EXERCISE:
Write every entry out again exactly, please, and skip the pictures.

>> BEGIN SUPPLIED MATERIAL

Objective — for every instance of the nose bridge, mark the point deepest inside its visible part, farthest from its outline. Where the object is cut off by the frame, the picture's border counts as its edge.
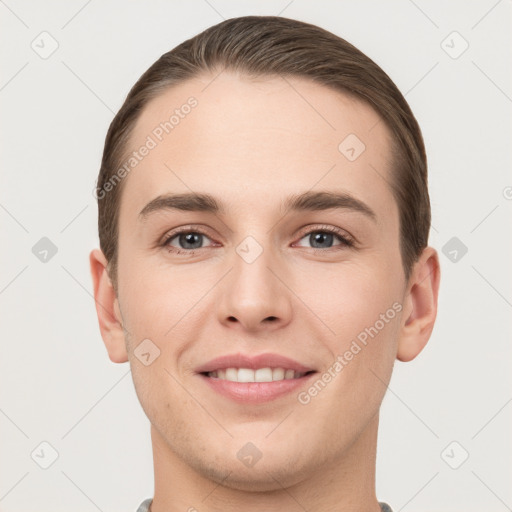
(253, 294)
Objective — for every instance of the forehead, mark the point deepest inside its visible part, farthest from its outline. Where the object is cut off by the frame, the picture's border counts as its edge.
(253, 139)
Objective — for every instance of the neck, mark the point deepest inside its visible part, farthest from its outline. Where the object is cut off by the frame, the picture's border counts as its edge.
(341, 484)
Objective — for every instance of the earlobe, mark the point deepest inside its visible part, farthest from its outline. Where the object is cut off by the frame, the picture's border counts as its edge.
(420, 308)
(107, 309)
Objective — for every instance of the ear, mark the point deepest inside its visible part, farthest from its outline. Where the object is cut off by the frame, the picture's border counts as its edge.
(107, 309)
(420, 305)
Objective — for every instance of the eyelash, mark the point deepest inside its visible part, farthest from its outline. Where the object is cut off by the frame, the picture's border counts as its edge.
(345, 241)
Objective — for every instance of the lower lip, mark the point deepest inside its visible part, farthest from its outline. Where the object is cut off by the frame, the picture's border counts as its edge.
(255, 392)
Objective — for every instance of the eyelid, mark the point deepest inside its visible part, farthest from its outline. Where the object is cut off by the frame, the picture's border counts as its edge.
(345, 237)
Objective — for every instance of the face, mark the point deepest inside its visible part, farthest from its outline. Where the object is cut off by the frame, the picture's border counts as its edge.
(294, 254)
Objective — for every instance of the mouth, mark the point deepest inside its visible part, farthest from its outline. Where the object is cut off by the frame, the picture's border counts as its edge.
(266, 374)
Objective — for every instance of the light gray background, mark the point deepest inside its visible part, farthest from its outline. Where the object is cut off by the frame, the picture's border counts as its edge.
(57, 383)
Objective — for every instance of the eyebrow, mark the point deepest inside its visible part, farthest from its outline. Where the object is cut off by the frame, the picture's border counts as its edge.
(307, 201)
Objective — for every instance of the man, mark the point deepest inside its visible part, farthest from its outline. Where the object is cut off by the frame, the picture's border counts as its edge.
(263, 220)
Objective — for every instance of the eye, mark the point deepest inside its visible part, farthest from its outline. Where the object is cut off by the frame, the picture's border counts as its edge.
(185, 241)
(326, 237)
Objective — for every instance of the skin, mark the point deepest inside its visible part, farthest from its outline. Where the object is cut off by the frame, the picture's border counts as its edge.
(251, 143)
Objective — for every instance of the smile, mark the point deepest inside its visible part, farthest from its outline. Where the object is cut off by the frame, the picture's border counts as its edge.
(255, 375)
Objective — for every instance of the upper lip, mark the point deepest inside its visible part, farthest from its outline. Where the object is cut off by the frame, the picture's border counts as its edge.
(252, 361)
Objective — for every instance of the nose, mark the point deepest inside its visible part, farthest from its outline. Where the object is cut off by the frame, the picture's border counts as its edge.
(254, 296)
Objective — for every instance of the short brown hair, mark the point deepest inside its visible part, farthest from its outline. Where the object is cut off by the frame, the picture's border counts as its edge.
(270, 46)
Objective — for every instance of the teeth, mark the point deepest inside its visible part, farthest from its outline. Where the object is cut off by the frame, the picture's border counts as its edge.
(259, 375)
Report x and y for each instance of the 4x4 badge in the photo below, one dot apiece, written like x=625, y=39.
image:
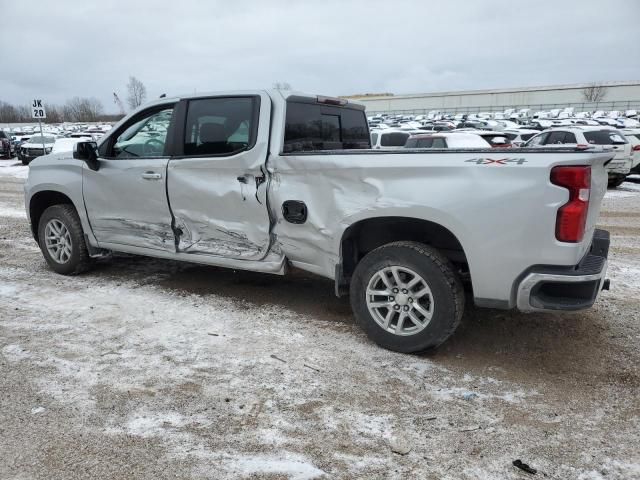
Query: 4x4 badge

>> END SUPPLIED MATERIAL

WRITTEN ANSWER:
Objective — for every instance of the nose bridge, mark the point deepest inside its visible part, farthest from its outline. Where the object is cut off by the frame, the picture's border counts as its edge.
(253, 294)
Objective — for every instance of the forehead, mark the point deepest inside its visible part, farthest from its outline. Where the object is cut off by the frame, the picture's border counts as its edge.
(253, 139)
Objective — for every instance of the neck, mark the point deepest inside its visible part, farthest from its outline. Where the object is cut off by the frame, the picture's border counts as its edge.
(341, 484)
Objective — for every instance of the earlobe, mark the point deepest inside its visible part, farthest from its outline. Where the object is cut off by the frame, the picture's border counts as its edge.
(420, 308)
(107, 309)
Objective — for every instance of the ear, mark the point deepest inside its visible part, farthest from its outline. Where the object is cut off by the frame, the picture's border counts as its edge.
(107, 309)
(420, 305)
Objective — for every instance of the eyelash, mark the point deepest inside its visible part, farthest from its outline. Where the object is cut off by the frame, the picture's border counts as its edge.
(345, 241)
Objective — for every instance of the lower lip, mark the point deepest inside its visible part, farthest from its outline. Where the object is cut off by the frame, the picture's border counts as its edge.
(255, 392)
Objective — for every instance of the eyelid, mark the point deepest inside its visible part, farthest from its outline. Where the object is cut off by the frame, the picture's border counts as its edge.
(345, 237)
Objective — for every instance of the face, mark the point deepest inside its visible part, farthest from its outline. Where the object is cut off by the frame, the picture's border counts as its edge.
(294, 254)
Objective — for every instance of the mouth, mark the point deepest inside its visible part, farthest from its outline. Where the object is cut off by the frame, the picture's border counts as its edge.
(266, 374)
Objective — for every instance of the light gray background, mark the point deepest inside its visible part, farthest from its outline. Where the object is cut off by the frame, the picture's border counts as its edge.
(57, 383)
Objective — for every instance of the eyebrow, mark the point deepest inside its visible part, farthest from its outline. Where the object is cut off by the frame, the picture's border counts as its edge.
(307, 201)
Objective — for every instance of the man, mark the point deepest inside its visible part, farthest from its outline. Where the object is cut off by the frame, the picture's border counts as its edge.
(263, 220)
Objective — for every instance of the eye, mark the point deepest inside its visible part, farthest from its outline. Where the object is cut off by the frame, the picture's border counts as its edge.
(185, 241)
(326, 237)
Objective — for every instance of the skin, mark the point deepest inside its visible part, farthest from its outline. Where the object is cut off by the frame, the picture's border counts as its edge.
(251, 143)
Objective — for every instance of the smile, mark the point deepest inside its visible part, farthest from its outline. Where the object is cut off by the frame, the picture's border counts as its edge.
(255, 375)
Objective — for every instance of the upper lip, mark the point deepest inside its visible part, farthest from its outline. Where the object is cut off by the frame, the picture's border counts as its edge.
(252, 361)
Objective — for every instance of the nose, mark the point deepest inside its visible part, farthest from its outline. Where the object is cut off by the frame, the picture's border counts as its edge.
(254, 296)
Objective — for every instance of the short brown hair, mark the point deepest inside its visible part, farthest from its outline. Where the object is cut off by the frame, the picture's border counts as its edge.
(270, 46)
Objective — for every instance of the teeth, mark the point deepest inside its visible part, farthest from its outline. Where the object is cut off by the frame, the picture's border counts as its edge.
(259, 375)
Report x and y for each instance of the 4x4 badge in the photo below, one dot apiece, written like x=625, y=39.
image:
Query: 4x4 badge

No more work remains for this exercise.